Given passage:

Tuesday, September 11, 2012

The Biggest Loser and the Emotional Impact of Weight Loss


I can't watch very many reality tv shows. I have this thing where I get REALLY embarrassed for people. When I sit in a staff meeting and people say or do things that are slightly embarrassing for themselves, I just want to crawl under the table, put my hands over my ears and “la la la la” my way into oblivion. I can't see the foolish or conniving things that people do in front of a camera as entertainment. I'm generally repulsed.

But I've found myself catching reruns of The Biggest Loser now that it's on Netflix. Watching this show has REALLY opened my eyes to the psychology behind weight loss and has made me feel so good about myself and the things that I've gone through emotionally over the past year.

I started this blog with the idea of showing people how to cook healthy just cooking for one. Cooking for one, eating for one, has to be the EASIEST way to lose weight. Cooking single portions lends itself to not overeating. You have no one bringing things into the house that you don't need. No one is filling the cabinets or your grocery cart with cookies or soda behind your back. You have complete control of your life.

The last year has officially been the longest period of time that I have lived by myself. The ONLY time before that was after I left my husband. I lived 7 months on my own until I moved in with my dad for a few months before heading off to New Hampshire. It's been lonely at times. It's been eye opening. It's been hard. It's been relaxing. I think it's something everyone should experience before you intend to share your space with anyone else. I think I'll probably be living by myself for many years to come. Unfortunately? I don't know. It'll keep the weight off, that's for sure.

Your tasks:
1 – Copy out the blog post about The Biggest Loser in full, word for word.
2 – How many lines of the records contain the string "drawer"? Reply with the number only.
The records that come next are unrelated to the blog post about The Biggest Loser.

Rows:
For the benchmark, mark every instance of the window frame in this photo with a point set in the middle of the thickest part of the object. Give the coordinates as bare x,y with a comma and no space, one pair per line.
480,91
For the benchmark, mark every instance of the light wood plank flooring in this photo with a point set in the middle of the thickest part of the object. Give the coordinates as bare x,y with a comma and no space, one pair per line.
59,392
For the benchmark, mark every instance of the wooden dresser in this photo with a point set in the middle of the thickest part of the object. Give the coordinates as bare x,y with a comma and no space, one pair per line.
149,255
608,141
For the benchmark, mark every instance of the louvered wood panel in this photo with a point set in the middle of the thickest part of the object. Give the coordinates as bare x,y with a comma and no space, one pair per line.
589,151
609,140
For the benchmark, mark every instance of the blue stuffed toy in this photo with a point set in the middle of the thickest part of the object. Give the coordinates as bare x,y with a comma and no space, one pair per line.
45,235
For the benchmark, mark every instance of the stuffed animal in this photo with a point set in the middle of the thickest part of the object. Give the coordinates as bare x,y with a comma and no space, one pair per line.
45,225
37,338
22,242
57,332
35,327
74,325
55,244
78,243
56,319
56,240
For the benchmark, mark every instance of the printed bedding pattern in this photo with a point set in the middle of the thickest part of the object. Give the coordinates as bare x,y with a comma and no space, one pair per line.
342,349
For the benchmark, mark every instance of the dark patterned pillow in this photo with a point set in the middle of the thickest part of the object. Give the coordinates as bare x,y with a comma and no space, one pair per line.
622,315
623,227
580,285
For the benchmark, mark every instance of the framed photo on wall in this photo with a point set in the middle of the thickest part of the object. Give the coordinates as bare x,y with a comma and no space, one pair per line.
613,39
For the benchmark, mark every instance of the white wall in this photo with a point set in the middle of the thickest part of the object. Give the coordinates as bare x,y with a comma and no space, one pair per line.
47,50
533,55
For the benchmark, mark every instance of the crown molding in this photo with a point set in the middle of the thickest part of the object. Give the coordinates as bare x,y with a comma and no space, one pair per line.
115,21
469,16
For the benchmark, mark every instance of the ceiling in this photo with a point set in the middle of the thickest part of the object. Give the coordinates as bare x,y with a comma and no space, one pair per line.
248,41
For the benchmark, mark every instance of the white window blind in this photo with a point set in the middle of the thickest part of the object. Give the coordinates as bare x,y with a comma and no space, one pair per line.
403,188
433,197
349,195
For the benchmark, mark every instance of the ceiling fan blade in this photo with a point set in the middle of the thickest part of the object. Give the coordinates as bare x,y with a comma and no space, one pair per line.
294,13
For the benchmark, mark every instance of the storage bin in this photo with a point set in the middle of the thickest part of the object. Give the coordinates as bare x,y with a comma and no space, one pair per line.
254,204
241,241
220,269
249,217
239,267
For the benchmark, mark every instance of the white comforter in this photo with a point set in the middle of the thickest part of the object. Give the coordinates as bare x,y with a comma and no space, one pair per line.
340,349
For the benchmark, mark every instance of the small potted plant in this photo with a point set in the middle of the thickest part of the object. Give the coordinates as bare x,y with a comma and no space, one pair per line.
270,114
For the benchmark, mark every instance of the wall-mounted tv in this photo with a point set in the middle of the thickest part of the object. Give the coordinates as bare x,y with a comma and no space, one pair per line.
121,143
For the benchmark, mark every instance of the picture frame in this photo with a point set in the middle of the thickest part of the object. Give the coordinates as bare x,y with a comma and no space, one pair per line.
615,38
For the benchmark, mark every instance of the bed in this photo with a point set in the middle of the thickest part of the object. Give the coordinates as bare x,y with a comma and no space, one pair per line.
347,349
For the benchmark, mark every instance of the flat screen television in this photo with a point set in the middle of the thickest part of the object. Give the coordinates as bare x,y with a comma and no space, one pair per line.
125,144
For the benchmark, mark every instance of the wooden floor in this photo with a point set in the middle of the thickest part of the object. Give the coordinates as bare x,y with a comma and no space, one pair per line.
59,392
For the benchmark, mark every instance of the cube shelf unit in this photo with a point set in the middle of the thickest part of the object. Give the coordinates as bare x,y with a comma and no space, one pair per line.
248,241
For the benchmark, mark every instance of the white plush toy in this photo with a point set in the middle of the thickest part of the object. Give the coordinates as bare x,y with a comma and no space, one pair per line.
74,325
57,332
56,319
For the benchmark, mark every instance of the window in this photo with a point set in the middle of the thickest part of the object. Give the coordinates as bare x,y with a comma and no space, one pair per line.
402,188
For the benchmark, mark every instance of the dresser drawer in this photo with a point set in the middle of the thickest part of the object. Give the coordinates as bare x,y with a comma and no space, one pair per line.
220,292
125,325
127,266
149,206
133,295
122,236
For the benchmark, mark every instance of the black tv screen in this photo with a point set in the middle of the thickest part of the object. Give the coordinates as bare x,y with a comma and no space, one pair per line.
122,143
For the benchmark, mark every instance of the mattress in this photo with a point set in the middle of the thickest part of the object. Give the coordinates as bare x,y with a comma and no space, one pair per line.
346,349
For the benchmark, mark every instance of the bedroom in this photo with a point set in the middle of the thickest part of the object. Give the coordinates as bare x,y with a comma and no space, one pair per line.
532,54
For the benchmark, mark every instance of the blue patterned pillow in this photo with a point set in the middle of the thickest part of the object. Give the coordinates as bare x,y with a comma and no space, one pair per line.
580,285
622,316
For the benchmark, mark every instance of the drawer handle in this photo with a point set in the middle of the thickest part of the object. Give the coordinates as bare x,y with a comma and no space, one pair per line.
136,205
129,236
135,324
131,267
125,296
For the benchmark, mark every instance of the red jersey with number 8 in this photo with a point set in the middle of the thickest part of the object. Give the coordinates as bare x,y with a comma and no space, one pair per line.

Task-by-task results:
1 –
Tuesday, September 11, 2012

The Biggest Loser and the Emotional Impact of Weight Loss


I can't watch very many reality tv shows. I have this thing where I get REALLY embarrassed for people. When I sit in a staff meeting and people say or do things that are slightly embarrassing for themselves, I just want to crawl under the table, put my hands over my ears and “la la la la” my way into oblivion. I can't see the foolish or conniving things that people do in front of a camera as entertainment. I'm generally repulsed.

But I've found myself catching reruns of The Biggest Loser now that it's on Netflix. Watching this show has REALLY opened my eyes to the psychology behind weight loss and has made me feel so good about myself and the things that I've gone through emotionally over the past year.

I started this blog with the idea of showing people how to cook healthy just cooking for one. Cooking for one, eating for one, has to be the EASIEST way to lose weight. Cooking single portions lends itself to not overeating. You have no one bringing things into the house that you don't need. No one is filling the cabinets or your grocery cart with cookies or soda behind your back. You have complete control of your life.

The last year has officially been the longest period of time that I have lived by myself. The ONLY time before that was after I left my husband. I lived 7 months on my own until I moved in with my dad for a few months before heading off to New Hampshire. It's been lonely at times. It's been eye opening. It's been hard. It's been relaxing. I think it's something everyone should experience before you intend to share your space with anyone else. I think I'll probably be living by myself for many years to come. Unfortunately? I don't know. It'll keep the weight off, that's for sure.

2 – 2